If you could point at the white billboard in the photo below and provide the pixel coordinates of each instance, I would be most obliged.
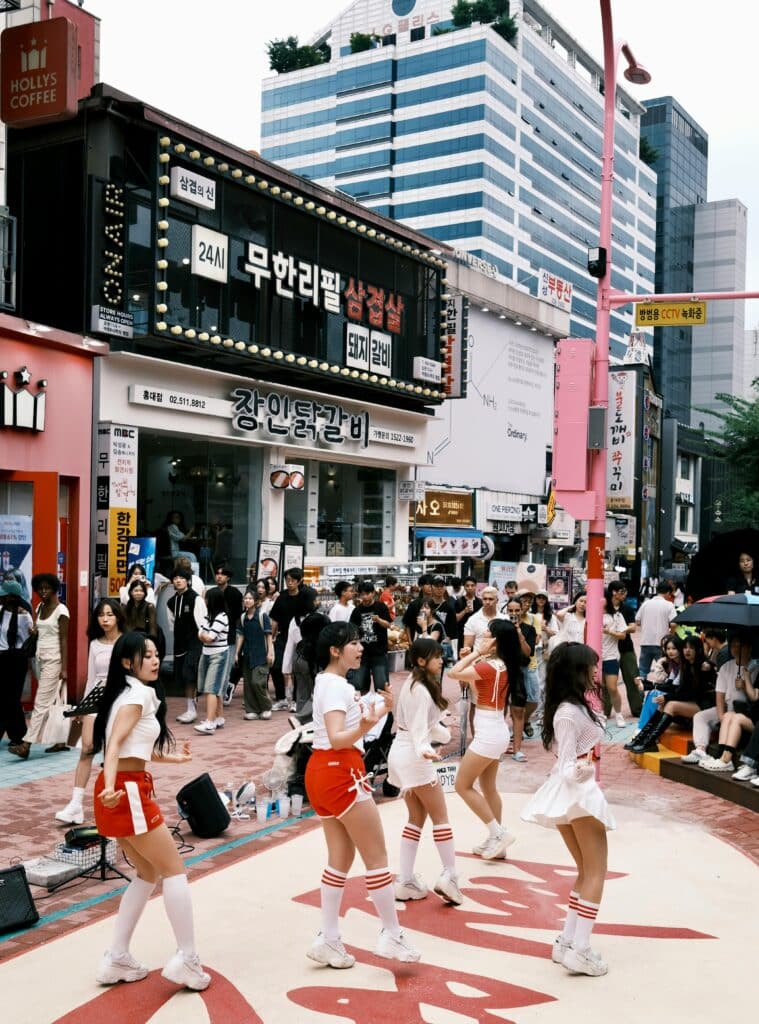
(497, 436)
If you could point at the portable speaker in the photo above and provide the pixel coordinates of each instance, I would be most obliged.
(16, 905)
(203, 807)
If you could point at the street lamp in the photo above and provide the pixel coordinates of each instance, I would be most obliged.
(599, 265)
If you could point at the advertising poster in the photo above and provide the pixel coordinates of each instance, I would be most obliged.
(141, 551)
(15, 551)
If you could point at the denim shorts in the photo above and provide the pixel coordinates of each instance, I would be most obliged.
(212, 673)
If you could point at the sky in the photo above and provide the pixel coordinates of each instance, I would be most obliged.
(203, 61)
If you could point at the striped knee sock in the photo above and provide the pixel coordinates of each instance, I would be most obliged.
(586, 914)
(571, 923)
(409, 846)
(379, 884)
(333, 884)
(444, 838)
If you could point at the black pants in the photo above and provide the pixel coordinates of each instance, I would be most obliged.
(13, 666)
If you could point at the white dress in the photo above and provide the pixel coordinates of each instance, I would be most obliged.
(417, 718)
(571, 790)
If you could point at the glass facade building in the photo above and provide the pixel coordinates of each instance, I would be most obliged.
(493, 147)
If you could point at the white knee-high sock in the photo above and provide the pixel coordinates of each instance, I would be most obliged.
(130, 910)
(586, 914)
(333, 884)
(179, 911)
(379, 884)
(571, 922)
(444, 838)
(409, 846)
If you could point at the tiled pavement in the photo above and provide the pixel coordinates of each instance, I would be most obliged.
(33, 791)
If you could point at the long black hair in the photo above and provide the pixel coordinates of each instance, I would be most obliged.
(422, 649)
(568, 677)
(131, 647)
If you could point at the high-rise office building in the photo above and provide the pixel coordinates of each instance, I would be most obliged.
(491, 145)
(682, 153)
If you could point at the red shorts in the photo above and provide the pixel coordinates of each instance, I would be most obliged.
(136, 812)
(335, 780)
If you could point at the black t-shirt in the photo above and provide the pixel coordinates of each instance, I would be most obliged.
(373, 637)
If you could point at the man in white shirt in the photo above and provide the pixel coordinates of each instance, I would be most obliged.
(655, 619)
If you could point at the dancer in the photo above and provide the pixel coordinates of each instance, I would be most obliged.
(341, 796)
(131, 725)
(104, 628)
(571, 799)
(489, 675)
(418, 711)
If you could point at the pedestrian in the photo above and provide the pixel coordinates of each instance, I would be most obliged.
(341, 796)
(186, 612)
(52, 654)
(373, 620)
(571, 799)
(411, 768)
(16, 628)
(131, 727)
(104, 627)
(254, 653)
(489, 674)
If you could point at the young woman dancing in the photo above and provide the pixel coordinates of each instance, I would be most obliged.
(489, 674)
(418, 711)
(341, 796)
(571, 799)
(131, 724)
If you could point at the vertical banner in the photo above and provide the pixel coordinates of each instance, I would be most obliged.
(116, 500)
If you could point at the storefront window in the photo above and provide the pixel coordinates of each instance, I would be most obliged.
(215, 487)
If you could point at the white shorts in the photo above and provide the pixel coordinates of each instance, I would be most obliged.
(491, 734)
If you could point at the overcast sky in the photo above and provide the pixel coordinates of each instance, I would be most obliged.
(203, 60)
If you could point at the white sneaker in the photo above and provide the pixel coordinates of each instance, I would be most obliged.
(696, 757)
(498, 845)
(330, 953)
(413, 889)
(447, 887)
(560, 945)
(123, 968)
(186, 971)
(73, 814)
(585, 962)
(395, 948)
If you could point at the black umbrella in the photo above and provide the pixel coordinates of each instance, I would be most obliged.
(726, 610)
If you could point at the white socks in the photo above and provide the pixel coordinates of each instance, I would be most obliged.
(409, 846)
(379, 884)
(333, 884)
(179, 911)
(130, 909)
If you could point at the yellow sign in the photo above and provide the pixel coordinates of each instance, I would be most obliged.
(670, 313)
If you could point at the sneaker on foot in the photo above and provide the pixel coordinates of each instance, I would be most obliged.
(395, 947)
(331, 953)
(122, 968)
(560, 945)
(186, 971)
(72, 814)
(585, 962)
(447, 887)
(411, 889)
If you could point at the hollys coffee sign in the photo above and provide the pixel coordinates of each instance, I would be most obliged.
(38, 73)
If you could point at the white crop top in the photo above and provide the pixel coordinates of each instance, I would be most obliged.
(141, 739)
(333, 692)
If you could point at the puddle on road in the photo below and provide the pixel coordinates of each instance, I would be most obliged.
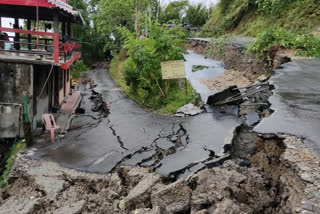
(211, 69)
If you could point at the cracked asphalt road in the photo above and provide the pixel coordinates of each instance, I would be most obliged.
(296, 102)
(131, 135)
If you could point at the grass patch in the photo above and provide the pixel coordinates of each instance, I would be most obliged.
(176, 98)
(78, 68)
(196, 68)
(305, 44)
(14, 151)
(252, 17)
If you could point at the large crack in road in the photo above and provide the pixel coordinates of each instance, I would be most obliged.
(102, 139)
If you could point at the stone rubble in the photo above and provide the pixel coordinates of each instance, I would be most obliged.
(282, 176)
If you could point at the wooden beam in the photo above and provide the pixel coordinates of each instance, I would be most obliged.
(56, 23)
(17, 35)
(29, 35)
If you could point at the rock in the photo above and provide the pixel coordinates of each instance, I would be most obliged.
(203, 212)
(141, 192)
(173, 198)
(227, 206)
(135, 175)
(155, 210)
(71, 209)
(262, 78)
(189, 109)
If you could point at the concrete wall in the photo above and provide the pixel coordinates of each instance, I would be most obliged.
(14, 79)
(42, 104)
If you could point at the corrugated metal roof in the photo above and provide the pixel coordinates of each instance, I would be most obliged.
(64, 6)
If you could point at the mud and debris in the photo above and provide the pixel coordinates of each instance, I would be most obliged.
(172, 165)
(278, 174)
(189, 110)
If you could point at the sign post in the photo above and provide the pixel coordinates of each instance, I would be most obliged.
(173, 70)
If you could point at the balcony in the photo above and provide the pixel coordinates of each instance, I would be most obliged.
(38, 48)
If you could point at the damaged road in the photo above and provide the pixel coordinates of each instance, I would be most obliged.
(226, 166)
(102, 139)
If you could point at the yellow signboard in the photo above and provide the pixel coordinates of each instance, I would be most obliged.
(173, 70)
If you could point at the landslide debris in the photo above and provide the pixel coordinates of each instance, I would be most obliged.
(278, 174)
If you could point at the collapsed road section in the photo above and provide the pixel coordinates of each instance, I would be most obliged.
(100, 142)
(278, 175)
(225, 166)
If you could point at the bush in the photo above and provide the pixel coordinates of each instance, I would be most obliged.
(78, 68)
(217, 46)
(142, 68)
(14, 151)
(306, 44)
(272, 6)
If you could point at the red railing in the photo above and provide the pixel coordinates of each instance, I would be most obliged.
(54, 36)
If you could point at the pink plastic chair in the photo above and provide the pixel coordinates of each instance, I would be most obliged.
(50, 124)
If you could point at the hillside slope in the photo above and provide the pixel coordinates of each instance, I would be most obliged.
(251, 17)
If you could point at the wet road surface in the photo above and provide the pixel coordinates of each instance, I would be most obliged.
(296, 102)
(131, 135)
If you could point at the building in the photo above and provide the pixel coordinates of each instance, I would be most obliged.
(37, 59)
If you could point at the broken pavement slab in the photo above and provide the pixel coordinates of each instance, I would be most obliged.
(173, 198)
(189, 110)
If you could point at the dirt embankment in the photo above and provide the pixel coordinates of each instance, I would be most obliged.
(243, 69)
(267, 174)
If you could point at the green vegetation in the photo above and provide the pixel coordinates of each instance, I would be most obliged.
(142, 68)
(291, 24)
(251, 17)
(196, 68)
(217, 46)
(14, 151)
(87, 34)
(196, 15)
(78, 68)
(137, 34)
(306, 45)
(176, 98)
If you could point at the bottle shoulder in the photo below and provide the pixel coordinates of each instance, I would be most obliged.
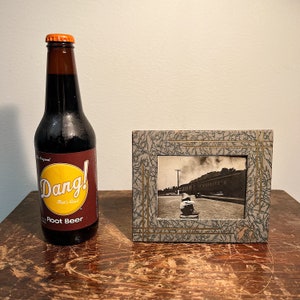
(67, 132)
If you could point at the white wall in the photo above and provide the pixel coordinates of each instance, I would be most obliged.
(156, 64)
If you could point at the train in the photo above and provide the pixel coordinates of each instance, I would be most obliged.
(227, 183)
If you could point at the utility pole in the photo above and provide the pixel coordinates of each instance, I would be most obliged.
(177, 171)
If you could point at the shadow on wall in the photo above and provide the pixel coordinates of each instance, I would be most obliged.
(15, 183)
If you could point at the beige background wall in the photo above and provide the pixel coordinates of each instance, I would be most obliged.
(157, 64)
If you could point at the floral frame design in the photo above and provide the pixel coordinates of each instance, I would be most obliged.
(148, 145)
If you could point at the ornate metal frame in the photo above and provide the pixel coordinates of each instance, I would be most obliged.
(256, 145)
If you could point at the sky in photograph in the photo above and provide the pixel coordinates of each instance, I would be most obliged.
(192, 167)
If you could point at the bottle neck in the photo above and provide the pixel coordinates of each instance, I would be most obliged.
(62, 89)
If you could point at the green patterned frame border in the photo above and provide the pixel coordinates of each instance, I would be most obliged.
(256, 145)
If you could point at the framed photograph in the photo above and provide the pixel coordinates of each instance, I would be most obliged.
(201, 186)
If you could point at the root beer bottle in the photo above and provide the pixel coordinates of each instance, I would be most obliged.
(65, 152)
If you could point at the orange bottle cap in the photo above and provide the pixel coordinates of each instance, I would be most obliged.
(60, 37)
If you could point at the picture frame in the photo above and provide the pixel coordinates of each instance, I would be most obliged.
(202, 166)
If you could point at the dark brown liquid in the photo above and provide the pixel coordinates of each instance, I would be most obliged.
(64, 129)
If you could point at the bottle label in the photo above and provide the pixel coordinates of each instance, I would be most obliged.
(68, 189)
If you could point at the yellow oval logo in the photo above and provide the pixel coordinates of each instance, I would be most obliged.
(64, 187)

———

The exercise:
Output the items from the line containing "If you could point at the picture" through the end of the items as a two-column CSV with the header text,answer. Give one row per item, placing its text and its answer each in a single quoted field with any line breaks replaced by spaces.

Written answer:
text,answer
"If you could point at the picture frame in the photo above and provide the pixel coordinates of each instance, I would be most obliged.","(202, 166)"
"If you could point at the dark brown liquid in the photo above and provide the pixel coordinates of each instance, I would be most obliged.","(64, 129)"
"If you could point at the bottle label in the photo above and provide the pixel coordinates of each instance, I would be most obliged.","(68, 189)"
"If you could point at the yellow oval logo in the photo above and provide the pixel coordinates of each instance, I would be most obliged.","(64, 187)"